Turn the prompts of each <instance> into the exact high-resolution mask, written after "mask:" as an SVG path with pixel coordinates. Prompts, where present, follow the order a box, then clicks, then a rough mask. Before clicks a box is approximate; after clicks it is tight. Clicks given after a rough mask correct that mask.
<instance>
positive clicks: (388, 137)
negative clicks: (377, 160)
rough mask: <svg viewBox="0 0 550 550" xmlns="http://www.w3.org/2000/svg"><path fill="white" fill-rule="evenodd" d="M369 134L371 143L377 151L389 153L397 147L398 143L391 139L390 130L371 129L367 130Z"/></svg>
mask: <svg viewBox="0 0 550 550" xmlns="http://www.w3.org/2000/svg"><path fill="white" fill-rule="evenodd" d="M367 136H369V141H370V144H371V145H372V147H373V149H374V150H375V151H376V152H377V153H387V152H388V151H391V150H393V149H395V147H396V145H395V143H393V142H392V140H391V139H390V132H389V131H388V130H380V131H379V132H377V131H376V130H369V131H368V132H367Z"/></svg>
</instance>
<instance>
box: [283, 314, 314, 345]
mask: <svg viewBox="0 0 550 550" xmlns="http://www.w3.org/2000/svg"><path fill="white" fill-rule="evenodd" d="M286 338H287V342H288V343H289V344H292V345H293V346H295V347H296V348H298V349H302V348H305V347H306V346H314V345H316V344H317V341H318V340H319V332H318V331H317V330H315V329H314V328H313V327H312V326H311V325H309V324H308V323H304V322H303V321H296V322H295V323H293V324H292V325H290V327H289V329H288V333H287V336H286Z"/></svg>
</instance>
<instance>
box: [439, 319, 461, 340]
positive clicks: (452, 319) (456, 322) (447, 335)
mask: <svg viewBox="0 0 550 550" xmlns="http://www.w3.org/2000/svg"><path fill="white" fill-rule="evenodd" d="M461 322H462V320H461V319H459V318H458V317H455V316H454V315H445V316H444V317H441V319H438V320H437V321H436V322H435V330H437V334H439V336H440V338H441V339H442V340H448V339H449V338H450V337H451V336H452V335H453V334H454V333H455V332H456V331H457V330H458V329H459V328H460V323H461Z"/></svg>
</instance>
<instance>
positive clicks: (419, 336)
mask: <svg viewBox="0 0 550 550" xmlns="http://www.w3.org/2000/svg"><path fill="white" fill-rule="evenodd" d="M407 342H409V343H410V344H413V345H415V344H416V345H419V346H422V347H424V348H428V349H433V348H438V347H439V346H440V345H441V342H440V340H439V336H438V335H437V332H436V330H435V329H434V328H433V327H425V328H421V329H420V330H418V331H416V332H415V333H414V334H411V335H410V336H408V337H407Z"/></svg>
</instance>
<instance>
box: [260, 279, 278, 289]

How to complete this task: Please restate the records word for word. Go from the first line to the line with "negative clicks: (377, 160)" and include both.

Reply to the task:
Turn the prompts of each <instance> into the exact high-resolution mask, written after "mask:" as an SVG path with pixel coordinates. Prompts, where present, follow the order a box, then clicks, then a rough mask. Before clicks a box is approximate; after clicks it is tight. Clicks given after a rough mask correct that mask.
<instance>
positive clicks: (388, 137)
negative clicks: (377, 160)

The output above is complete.